- _OBJECTIVE_
Please render the records below as a two-column CSV with the columns "request" and "outline", one row per record, putting its request text and its answer each in a single quoted field with line breaks replaced by spaces.

Data records:
·····

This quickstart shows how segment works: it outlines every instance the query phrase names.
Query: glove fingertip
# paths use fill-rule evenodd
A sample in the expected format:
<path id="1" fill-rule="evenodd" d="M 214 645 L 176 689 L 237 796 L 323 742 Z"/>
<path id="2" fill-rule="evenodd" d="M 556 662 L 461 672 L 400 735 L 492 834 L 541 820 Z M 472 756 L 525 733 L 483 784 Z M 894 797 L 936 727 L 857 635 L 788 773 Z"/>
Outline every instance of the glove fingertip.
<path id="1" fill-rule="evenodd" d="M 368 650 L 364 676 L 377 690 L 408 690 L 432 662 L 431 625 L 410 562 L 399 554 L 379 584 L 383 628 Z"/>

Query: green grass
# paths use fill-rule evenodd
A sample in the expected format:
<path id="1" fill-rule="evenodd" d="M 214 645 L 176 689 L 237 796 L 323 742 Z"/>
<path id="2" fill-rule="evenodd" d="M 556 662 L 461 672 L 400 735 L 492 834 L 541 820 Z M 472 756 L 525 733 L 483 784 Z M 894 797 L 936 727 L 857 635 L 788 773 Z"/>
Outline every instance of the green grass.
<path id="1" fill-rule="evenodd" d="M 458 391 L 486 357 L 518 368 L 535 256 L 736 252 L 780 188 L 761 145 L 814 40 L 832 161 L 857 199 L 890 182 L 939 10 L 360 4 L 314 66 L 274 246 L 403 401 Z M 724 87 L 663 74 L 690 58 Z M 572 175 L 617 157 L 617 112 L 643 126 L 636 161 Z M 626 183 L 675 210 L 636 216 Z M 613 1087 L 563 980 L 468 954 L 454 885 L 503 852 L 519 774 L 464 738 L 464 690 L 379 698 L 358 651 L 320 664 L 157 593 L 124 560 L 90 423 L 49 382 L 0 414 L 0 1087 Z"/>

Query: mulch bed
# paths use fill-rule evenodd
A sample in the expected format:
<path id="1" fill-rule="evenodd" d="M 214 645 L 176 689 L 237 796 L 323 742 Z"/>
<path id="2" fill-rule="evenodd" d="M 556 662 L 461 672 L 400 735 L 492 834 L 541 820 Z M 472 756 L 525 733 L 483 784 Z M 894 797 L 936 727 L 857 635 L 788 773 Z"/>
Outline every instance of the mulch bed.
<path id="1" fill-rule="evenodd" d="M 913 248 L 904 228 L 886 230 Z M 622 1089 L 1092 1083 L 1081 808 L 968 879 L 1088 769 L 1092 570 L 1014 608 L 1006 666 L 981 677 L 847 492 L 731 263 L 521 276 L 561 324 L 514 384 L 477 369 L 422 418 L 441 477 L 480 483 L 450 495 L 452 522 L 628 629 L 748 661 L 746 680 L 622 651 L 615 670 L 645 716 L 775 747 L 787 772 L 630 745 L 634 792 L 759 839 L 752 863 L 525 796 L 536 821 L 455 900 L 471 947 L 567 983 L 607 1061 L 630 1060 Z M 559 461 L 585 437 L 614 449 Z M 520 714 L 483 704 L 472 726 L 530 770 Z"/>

·····

- _TASK RESPONSE_
request,outline
"This quickstart shows how segment works: it outlines every instance the query phrase names. Query: glove fingertip # paths use fill-rule evenodd A sample in the expected format: <path id=""1"" fill-rule=""evenodd"" d=""M 214 645 L 176 689 L 237 796 L 323 742 Z""/> <path id=""2"" fill-rule=""evenodd"" d=""M 556 662 L 461 672 L 400 735 L 492 834 L 541 820 Z M 472 756 L 525 733 L 483 784 Z M 894 797 L 936 727 L 857 635 L 788 773 Z""/> Outline every instance of the glove fingertip.","<path id=""1"" fill-rule=""evenodd"" d=""M 368 650 L 364 676 L 377 690 L 408 690 L 432 662 L 431 625 L 410 562 L 399 554 L 379 584 L 383 628 Z""/>"
"Query: green grass # paths use fill-rule evenodd A sample in the expected format: <path id=""1"" fill-rule=""evenodd"" d=""M 214 645 L 176 689 L 237 796 L 323 742 Z""/> <path id=""2"" fill-rule=""evenodd"" d=""M 556 662 L 461 672 L 400 735 L 492 834 L 541 820 Z M 472 756 L 525 733 L 483 784 Z M 894 797 L 936 727 L 857 635 L 788 773 Z""/> Outline every instance of the green grass.","<path id=""1"" fill-rule=""evenodd"" d=""M 458 391 L 486 357 L 518 368 L 535 256 L 736 252 L 780 188 L 761 145 L 814 40 L 832 161 L 857 199 L 890 182 L 939 10 L 360 4 L 314 66 L 274 246 L 403 401 Z M 724 87 L 663 74 L 690 58 Z M 572 175 L 617 157 L 617 112 L 643 126 L 636 161 Z M 626 183 L 675 210 L 636 216 Z M 613 1087 L 563 980 L 468 954 L 454 885 L 503 852 L 519 774 L 464 738 L 464 690 L 379 698 L 358 651 L 320 664 L 157 593 L 124 560 L 90 423 L 49 382 L 0 414 L 0 1087 Z""/>"
"Query: mulch bed # paths use fill-rule evenodd A sample in the expected format: <path id=""1"" fill-rule=""evenodd"" d=""M 214 645 L 176 689 L 237 796 L 323 742 Z""/> <path id=""2"" fill-rule=""evenodd"" d=""M 556 662 L 461 672 L 400 735 L 492 834 L 541 820 Z M 472 756 L 525 733 L 483 784 Z M 894 797 L 936 727 L 857 635 L 788 773 Z""/> Outline every instance of the mulch bed.","<path id=""1"" fill-rule=""evenodd"" d=""M 913 248 L 904 228 L 886 230 Z M 622 1089 L 1092 1083 L 1081 808 L 968 879 L 1088 769 L 1092 570 L 1014 608 L 1006 666 L 981 677 L 847 492 L 731 263 L 521 276 L 561 324 L 514 384 L 477 369 L 422 418 L 441 477 L 480 483 L 450 495 L 452 522 L 628 629 L 748 661 L 746 680 L 622 651 L 615 670 L 645 716 L 775 747 L 787 772 L 630 745 L 634 792 L 759 839 L 752 863 L 525 796 L 536 821 L 455 900 L 471 947 L 567 983 L 607 1061 L 630 1060 Z M 559 461 L 585 437 L 614 449 Z M 520 714 L 483 704 L 472 726 L 530 770 Z""/>"